Extrait:
- - -

Le Pape Benoît XVI : comme un Bilan

Région :

Le Pape Benoît XVI n’aura pas marqué l’Histoire d’une façon aussi particulière que son prédécesseur, le Pape Jean-Paul II. Ce dernier restera connu pour sa volonté d’ouverture, de service de l’humanité et de dialogue avec les spiritualités et les religions du monde. Quand le Cardinal Ratzinger est élu Pape, il y a huit ans, on sait déjà qu’il va réaffirmer la centralité du dogme, des principes et des règles de l’Eglise catholique. On le connaît théologiquement rigoureux, strict sur le dogme et la pratique, et sans concession vis-à-vis des autres traditions chrétiennes et des religions. L’Eglise est la vérité et doit le réaffirmer avec plus de clarté et de courage. C’est avec le souci de cette réaffirmation qu’il semble avoir conçu sa fonction papale.

Il faut reconnaître au Pape, qui aujourd’hui renonce, une impressionnante connaissance théologique, une intelligence méditative réelle et sincère. Il est fondamentalement catholique, profondément convaincu, avec un souci permanent de cohérence. Les premières années de son pontificat révéleront d’ailleurs les défauts de ses qualités au gré des relations avec le monde de la communication et des médias. Benoît XVI pense de l’intérieur, s’exprime en théologien féru de textes et de traditions, et quelques-uns de ses propos publics seront marqués du double sceau de la cohérence catholique et de la maladresse médiatique. Il passera lui-même du temps, ainsi que ses conseillers et représentants, à redire, réexpliquer, contextualiser un propos, une formule, un discours. Il ne fut pas un Pape des médias, mais bien un Pape de l’Ecriture, fidèle aux normes à rappeler, bien davantage qu’interpellé par les défis contemporains à relever.

Sa scrupuleuse cohérence l’a mené à affirmer des positions qui ont choqué à l’intérieur même de la famille chrétienne. Pour lui, au fond, la Vérité, et le seul vrai Salut, ne pouvaient être envisagés hors de l’Eglise catholique. Le dialogue avec les protestants, les orthodoxes, ou autres Églises chrétiennes était certes nécessaire et positif mais il ne devait pas faire oublier cette vérité. De fait, le dialogue avec les traditions monothéistes juive et musulmane, et au-delà avec l’hindouisme et le bouddhisme, était abordé avec la même cohérence : ces spiritualités et ces religions peuvent bien receler une part de vérité, elles ne sont en aucun cas des voies pour le salut des âmes. Le dialogue peut donc avoir pour objectif de discuter de principes éthiques communs, des pratiques respectives, ou des réalités sociales mais il ne peut être question de relativiser le fondement de vérité que seule l’Eglise catholique possède et incarne. Une position somme toute cohérente en amont, et logiquement – et dogmatiquement – exclusiviste en aval. Le Pape a ainsi incarné la cohérence fermée, et troublante, de l’esprit dogmatique : le dialogue interreligieux en devenait naturellement biaisé, dénaturé, presque inutile sinon sous l’angle de la compétition missionnaire ou de la comparaison des bonnes ou mauvaises pratiques.

- - -

Liste fournie:
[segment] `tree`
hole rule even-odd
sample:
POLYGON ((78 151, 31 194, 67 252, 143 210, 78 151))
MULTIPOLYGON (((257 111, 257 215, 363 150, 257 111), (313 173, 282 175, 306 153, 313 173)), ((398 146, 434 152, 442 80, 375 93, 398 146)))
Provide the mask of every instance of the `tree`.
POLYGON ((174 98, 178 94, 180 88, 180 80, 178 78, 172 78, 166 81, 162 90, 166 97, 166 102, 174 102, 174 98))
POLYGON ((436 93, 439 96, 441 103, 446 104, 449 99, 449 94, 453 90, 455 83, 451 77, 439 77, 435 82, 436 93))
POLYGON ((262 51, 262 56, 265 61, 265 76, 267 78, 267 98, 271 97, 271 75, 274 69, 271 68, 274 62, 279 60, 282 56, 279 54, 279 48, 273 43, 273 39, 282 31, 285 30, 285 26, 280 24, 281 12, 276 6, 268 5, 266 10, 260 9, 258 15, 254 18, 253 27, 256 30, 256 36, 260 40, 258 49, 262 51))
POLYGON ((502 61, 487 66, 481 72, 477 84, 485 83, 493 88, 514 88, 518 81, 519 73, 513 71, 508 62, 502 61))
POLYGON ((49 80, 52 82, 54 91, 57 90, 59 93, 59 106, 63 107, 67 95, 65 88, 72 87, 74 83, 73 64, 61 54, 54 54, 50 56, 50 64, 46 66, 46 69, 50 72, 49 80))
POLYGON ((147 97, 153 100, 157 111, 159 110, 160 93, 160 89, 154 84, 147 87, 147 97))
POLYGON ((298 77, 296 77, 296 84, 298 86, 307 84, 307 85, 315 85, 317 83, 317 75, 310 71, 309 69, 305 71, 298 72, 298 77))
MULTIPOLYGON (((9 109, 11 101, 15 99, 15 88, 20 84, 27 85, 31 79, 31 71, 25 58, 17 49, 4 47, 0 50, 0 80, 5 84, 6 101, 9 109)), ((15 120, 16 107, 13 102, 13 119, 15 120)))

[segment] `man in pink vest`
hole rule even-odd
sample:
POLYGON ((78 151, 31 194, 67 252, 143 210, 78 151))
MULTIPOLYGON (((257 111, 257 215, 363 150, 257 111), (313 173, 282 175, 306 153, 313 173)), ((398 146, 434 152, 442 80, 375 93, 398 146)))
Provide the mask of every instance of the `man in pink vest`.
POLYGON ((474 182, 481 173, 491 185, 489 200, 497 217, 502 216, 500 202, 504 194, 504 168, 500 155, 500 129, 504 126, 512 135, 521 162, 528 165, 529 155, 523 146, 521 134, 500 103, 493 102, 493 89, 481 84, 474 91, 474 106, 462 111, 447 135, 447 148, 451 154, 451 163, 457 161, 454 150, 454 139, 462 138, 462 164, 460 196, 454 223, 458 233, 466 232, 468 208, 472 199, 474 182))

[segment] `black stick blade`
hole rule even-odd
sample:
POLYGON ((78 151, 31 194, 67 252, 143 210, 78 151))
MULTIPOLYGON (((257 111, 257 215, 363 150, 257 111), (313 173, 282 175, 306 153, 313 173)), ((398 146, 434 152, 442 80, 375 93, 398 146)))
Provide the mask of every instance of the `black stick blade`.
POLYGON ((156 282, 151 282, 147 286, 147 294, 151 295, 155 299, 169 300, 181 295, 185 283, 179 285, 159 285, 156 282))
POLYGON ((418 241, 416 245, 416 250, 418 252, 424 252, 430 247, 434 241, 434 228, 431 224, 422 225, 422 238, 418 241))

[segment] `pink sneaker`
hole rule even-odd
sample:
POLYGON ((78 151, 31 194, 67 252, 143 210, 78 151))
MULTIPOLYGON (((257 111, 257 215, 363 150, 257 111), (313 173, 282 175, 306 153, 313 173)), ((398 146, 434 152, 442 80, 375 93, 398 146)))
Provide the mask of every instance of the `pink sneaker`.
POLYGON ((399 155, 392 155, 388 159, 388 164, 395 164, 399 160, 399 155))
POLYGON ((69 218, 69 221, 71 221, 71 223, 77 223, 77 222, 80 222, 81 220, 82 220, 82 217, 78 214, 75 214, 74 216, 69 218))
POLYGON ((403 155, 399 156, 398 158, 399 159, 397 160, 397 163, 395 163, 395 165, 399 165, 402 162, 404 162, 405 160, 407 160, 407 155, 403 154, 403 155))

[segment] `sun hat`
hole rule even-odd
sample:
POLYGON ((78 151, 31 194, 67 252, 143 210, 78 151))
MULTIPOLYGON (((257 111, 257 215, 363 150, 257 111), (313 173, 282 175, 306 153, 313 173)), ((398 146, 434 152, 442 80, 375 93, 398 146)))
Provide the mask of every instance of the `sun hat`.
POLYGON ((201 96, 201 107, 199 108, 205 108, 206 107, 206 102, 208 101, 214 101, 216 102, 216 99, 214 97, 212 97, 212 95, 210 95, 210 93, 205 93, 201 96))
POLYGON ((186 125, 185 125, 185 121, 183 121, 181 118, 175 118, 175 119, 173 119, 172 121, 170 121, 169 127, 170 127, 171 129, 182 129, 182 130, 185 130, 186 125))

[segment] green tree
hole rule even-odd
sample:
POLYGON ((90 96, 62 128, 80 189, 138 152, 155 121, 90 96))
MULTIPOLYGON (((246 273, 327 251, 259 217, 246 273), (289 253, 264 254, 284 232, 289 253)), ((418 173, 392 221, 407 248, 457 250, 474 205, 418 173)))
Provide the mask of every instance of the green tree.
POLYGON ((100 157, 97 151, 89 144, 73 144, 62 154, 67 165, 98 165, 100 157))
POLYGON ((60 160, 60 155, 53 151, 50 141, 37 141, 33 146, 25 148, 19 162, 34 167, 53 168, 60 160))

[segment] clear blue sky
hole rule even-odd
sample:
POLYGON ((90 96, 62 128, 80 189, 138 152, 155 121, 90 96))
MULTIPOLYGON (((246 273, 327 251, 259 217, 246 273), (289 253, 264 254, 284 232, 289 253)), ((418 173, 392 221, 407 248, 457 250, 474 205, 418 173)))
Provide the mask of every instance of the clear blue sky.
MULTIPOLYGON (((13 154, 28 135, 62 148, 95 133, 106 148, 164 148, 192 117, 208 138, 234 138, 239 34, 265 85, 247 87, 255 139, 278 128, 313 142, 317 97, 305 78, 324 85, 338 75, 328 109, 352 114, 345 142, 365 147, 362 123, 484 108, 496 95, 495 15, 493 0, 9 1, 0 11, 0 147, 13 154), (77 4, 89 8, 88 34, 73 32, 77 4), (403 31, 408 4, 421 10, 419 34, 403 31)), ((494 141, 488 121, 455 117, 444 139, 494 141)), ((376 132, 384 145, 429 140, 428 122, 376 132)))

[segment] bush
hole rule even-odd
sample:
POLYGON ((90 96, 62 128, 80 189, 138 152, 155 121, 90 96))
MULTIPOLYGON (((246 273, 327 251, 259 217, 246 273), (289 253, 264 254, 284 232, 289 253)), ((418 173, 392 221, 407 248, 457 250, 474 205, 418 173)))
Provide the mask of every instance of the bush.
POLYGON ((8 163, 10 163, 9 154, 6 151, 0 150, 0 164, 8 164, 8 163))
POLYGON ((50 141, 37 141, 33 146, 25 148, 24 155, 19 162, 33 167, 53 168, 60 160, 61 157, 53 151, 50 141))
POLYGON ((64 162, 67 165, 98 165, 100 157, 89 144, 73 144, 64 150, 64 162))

- - -

Travail demandé:
A. Résumez sous forme de liste le paragraphe de l'extrait sur Benoît XVI qui commence par « Il faut reconnaître au Pape », en conservant ses faits essentiels.
B. Poursuivez l'extrait sur Benoît XVI à partir de sa dernière phrase.
La liste fournie est sans rapport avec l'extrait sur Benoît XVI.

Résultats par consigne:
A.
- Le Pape, qui renonce aujourd'hui, possède une connaissance théologique impressionnante et une intelligence méditative réelle et sincère.
- Profondément catholique et convaincu, il se soucie en permanence de cohérence.
- Dès les premières années de son pontificat, ses relations avec les médias ont révélé les défauts de ces qualités.
- Pensant et s'exprimant en théologien, il a tenu des propos publics à la fois cohérents sur le plan catholique et maladroits sur le plan médiatique, que lui-même et ses conseillers ont dû réexpliquer et contextualiser.
- Pape de l'Écriture plutôt que des médias, il s'est attaché à rappeler les normes davantage qu'à relever les défis contemporains.

B.
C’est à la lumière de ces dernières préoccupations qu’il faut comprendre son propos à l’université de Ratisbonne en 2006. Sa relecture de l’histoire de l’Europe est nourrie par ses craintes quant à l’époque contemporaine. Deux menaces hantent le Vieux continent selon lui : la sécularisation qui marginalise la religion – en tant que foi, règles et espérance – et l’installation des musulmans dont le nombre, la pratique et la visibilité grandissants apparaissent comme un défi majeur pour l’Eglise catholique. C’est avec force – et quelques maladresses et inexactitudes historiques – que le Pape Benoît XVI va affirmer que les racines de l’Europe sont grecques et chrétiennes. Cette volonté de relire le passé, de réduire les racines de l’Europe à la tradition rationaliste hellène et à la foi chrétienne, ont pour but de réaffirmer l’identité de l’Europe : celle-ci ne peut-être définie sans le mariage centenaire de la raison grecque et de la foi chrétienne et les autres traditions, et particulièrement l’islam, sont des éléments exogènes à cette identité. L’Europe peut bien désormais compter des millions de citoyens musulmans, ceux-ci restent étrangers à l’identité profonde de l’Europe qu’il faut aujourd’hui rappeler, défendre, protéger. La vérité historique est pourtant bien autre et l’islam, comme le judaïsme, ont participé à la formation de l’âme européenne par leurs penseurs, leurs philosophes, leurs architectes, leurs écrivains, leurs artistes et leurs commerçants. L’islam est historiquement et actuellement une religion européenne et le propos du Pape est à décrypter à travers le prisme de la crainte de la présence musulmane et animée par un souci de réaffirmation missionnaire au coeur de l’Europe même.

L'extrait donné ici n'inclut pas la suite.